## WHAT THIS TASK INVOLVES
This exercise calls for all the entries that follow to be set down exactly, without their images.

## Image point grounding data
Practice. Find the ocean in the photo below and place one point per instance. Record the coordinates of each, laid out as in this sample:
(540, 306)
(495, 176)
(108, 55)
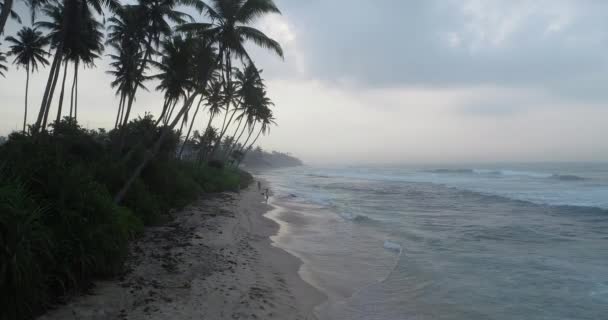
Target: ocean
(504, 241)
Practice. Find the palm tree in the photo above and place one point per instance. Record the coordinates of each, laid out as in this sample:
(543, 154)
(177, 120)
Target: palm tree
(265, 118)
(3, 68)
(204, 57)
(126, 35)
(175, 72)
(6, 11)
(261, 113)
(28, 49)
(230, 20)
(250, 90)
(154, 18)
(125, 66)
(67, 20)
(87, 47)
(230, 30)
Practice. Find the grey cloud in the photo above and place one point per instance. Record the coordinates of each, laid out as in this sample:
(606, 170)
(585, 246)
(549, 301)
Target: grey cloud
(392, 42)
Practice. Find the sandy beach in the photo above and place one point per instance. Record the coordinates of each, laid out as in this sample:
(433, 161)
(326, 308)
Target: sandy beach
(214, 261)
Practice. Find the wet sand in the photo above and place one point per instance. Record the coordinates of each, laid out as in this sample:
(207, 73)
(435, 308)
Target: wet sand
(214, 261)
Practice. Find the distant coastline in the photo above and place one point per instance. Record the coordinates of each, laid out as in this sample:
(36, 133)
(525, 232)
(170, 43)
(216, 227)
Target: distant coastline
(261, 159)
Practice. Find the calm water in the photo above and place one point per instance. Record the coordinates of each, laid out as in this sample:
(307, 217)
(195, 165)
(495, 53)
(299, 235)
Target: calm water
(466, 242)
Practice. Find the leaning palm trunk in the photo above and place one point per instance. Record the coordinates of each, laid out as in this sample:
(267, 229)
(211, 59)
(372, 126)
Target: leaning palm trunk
(6, 11)
(60, 106)
(204, 152)
(248, 137)
(162, 113)
(233, 140)
(246, 150)
(120, 107)
(43, 105)
(150, 154)
(181, 150)
(73, 93)
(76, 93)
(140, 72)
(223, 132)
(50, 97)
(125, 120)
(27, 85)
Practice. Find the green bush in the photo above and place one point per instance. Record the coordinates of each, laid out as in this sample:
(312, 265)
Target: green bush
(59, 225)
(27, 251)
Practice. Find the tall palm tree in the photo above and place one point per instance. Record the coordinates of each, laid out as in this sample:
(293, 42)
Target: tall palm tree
(250, 90)
(68, 19)
(230, 28)
(266, 119)
(6, 11)
(3, 68)
(262, 114)
(87, 47)
(125, 67)
(155, 18)
(204, 57)
(28, 49)
(175, 75)
(126, 35)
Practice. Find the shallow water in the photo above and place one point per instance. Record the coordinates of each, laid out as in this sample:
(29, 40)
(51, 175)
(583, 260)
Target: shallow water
(469, 242)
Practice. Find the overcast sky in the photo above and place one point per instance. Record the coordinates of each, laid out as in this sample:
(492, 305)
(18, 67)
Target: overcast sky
(391, 81)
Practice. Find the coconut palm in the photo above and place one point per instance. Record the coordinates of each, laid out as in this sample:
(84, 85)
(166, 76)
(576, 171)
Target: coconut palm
(204, 57)
(87, 47)
(3, 68)
(175, 77)
(68, 18)
(125, 69)
(230, 29)
(126, 35)
(250, 87)
(265, 118)
(28, 49)
(154, 19)
(6, 11)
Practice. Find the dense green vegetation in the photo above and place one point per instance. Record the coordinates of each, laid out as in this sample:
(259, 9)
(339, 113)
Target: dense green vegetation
(259, 158)
(59, 226)
(71, 198)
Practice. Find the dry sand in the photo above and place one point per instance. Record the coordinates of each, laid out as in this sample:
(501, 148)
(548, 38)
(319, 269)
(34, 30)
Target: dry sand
(214, 261)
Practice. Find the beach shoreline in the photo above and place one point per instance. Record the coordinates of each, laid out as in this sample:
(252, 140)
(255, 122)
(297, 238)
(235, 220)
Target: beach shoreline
(215, 260)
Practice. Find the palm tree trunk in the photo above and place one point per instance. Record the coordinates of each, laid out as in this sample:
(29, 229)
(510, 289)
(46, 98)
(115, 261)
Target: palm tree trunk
(49, 83)
(6, 11)
(181, 150)
(219, 138)
(76, 93)
(73, 90)
(27, 86)
(248, 137)
(148, 156)
(170, 113)
(233, 143)
(120, 107)
(51, 93)
(254, 141)
(60, 106)
(130, 103)
(163, 112)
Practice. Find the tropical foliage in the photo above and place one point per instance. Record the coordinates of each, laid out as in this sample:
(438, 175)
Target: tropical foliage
(71, 198)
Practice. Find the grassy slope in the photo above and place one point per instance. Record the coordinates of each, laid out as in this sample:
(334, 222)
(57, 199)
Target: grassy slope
(59, 228)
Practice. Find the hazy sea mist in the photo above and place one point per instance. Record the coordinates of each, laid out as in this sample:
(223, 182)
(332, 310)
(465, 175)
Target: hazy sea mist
(508, 241)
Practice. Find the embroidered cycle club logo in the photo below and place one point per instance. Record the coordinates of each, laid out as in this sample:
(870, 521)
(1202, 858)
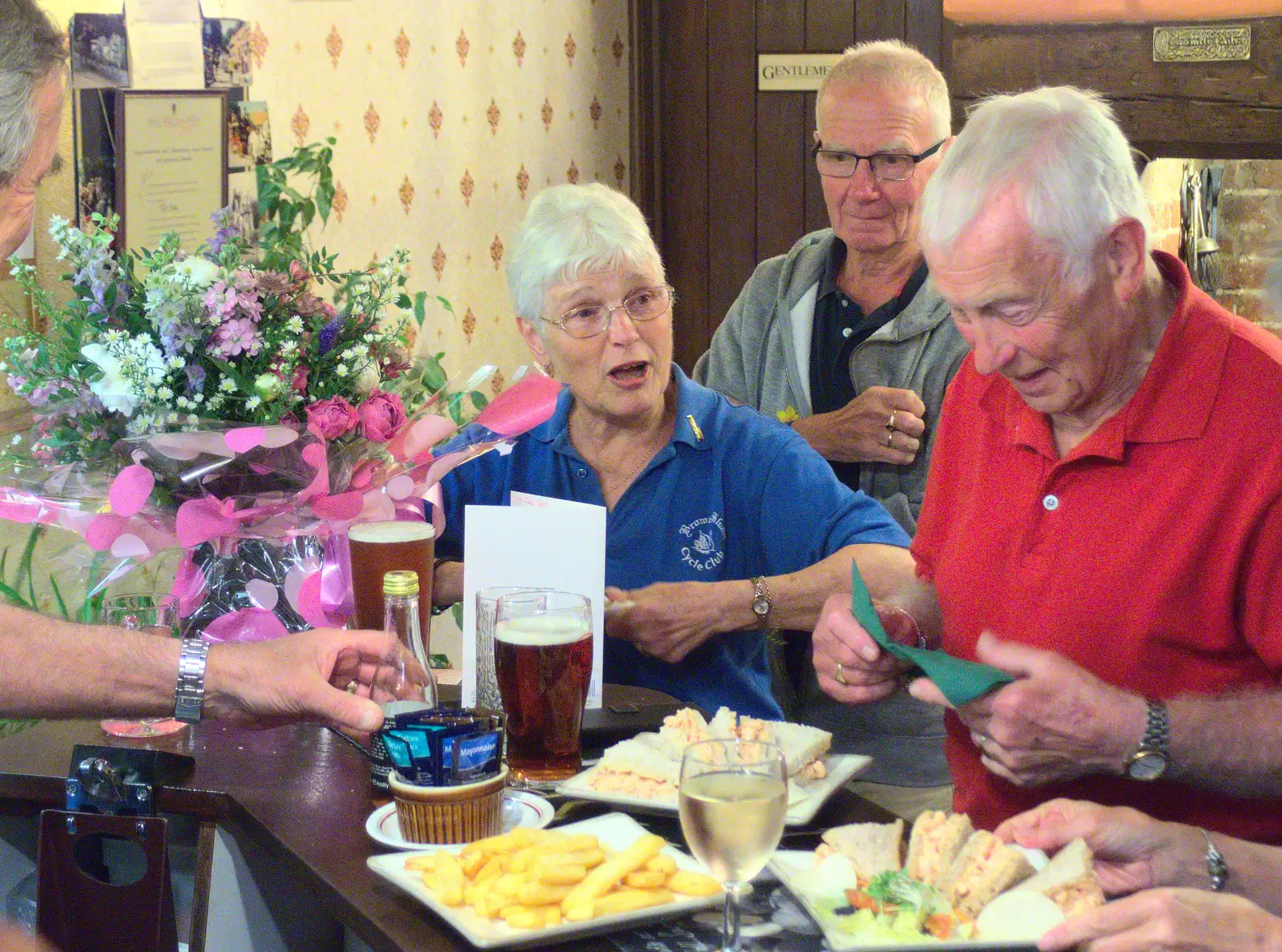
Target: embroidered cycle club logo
(704, 543)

## RESPONSE TO THE TASK
Practice. Find the ocean in the photo below and place one point per instance. Record the coordinates of each, laid out as in this sample:
(540, 306)
(495, 176)
(108, 55)
Target: ocean
(504, 241)
Practice. Find the palm tree in the photo above and place one point per instance. Record the coordinates of each, laid out as in this sample:
(543, 154)
(177, 120)
Target: palm tree
(265, 118)
(3, 68)
(204, 57)
(126, 35)
(175, 72)
(6, 11)
(261, 113)
(28, 49)
(230, 20)
(250, 90)
(154, 18)
(125, 66)
(67, 20)
(87, 47)
(230, 30)
Practice. Find the grey cloud in the photo above and place one point per instance. Record the coordinates of each, laid out as in this sample:
(606, 170)
(585, 246)
(549, 301)
Target: grey cloud
(392, 42)
Practice. Find the sandy beach in the photo above and place one point per instance. Record the coordinates of each, laid out as in this sample:
(433, 161)
(326, 308)
Target: sandy beach
(214, 261)
Practice. Find the wet sand in the photo above and place one point per instance. Record the coordinates of each, laid out as in this sample:
(207, 73)
(435, 308)
Target: wet sand
(214, 261)
Practice. Find the distant coastline in the photo above and place one point per instance. Record the coordinates of each, laid out as in this sample:
(36, 133)
(525, 232)
(170, 43)
(216, 227)
Target: distant coastline
(261, 159)
Practice. Find the calm water in the photo above and place one point per instance. Record the coordinates of each, laid out as in this sample:
(307, 217)
(195, 165)
(495, 53)
(299, 235)
Target: calm water
(466, 242)
Practice. Find the leaning palm trunk in the photo above and place one point per instance. Record the coordinates of each, laid out as in this sample:
(267, 229)
(211, 59)
(372, 126)
Target: leaning palm trunk
(6, 11)
(60, 106)
(204, 152)
(248, 137)
(162, 113)
(233, 140)
(246, 150)
(120, 107)
(43, 105)
(150, 154)
(181, 150)
(73, 93)
(76, 93)
(140, 72)
(223, 132)
(50, 97)
(125, 120)
(27, 85)
Practice. Find the green bush in the photo above and place one point per instance. Record the coordinates of each, laid out as in this sample:
(312, 265)
Target: green bush
(59, 225)
(27, 251)
Practice. Find the tall palm tree in the photo above and place one point per instance. Record the coordinates of each, laid out as in this sample:
(293, 42)
Target: tall palm tree
(250, 90)
(68, 19)
(230, 28)
(266, 119)
(6, 11)
(3, 68)
(262, 114)
(87, 47)
(125, 67)
(155, 18)
(204, 57)
(28, 49)
(175, 75)
(126, 35)
Practice. Find the shallow water in the photo above and place one point per instance. Record the coordinates of each, laid out as in this sample:
(29, 40)
(51, 175)
(583, 260)
Target: shallow water
(469, 242)
Practice. Find the overcast sky in the photo above and place one point per instance. Record the coordinates of each, laid out as in this sample:
(492, 305)
(18, 67)
Target: overcast sky
(391, 81)
Practice. Find the coconut palm in the photo above and place one point per instance. Record the coordinates of each, laid out as in this sample:
(84, 85)
(166, 76)
(576, 171)
Target: coconut palm
(204, 57)
(87, 47)
(3, 68)
(175, 77)
(68, 18)
(125, 69)
(230, 29)
(126, 35)
(250, 87)
(265, 118)
(28, 49)
(154, 19)
(6, 11)
Practice. Find the dense green vegetation in the photo above and place one point per instance. Record the coordinates of each, laid out as in this sample:
(259, 9)
(339, 113)
Target: dense green vegetation
(259, 158)
(59, 226)
(71, 198)
Practice. Find the dry sand in the photo above and place one point per instance. Record the coordinates of each, laid out as in this sample:
(501, 148)
(548, 38)
(319, 269)
(34, 30)
Target: dry sand
(214, 261)
Practice. Find the beach shoreline in the photo above and place one point per instance. Record the coordinates of each, laid out as in this sample:
(252, 140)
(255, 122)
(297, 238)
(235, 220)
Target: beach shoreline
(215, 260)
Practice. Find the palm tree trunk in the photo above and place one point per instance. Record the coordinates of each, laid out as in this sample:
(29, 229)
(510, 289)
(46, 98)
(115, 261)
Target: palm tree trunk
(49, 83)
(6, 11)
(181, 150)
(219, 138)
(76, 93)
(73, 90)
(27, 86)
(248, 137)
(148, 156)
(170, 113)
(233, 143)
(120, 107)
(51, 93)
(254, 141)
(60, 106)
(130, 103)
(163, 112)
Practice. Find the tropical foliage in the photo above and place one point per instance. Record the coordinates of each, laid out as in this sample:
(438, 175)
Target: tropical foliage
(71, 198)
Practice. Find the grassy slope in the photo above and place one point per instance. Record the coordinates of each, laid out as in this sample:
(334, 222)
(57, 199)
Target: grassy slope
(59, 228)
Practice. Find the hazy sea mist in the photo above and place one point per instance. Record the coordinates of each, laid out as in this sample:
(223, 182)
(332, 310)
(465, 175)
Target: hazy sea mist
(508, 241)
Practice. Find the embroidered cycle club logo in the photo below and place one point per instance. Record the coordinates of each, laid out as in this sample:
(870, 521)
(1202, 858)
Target: embroidered cycle club logo
(704, 543)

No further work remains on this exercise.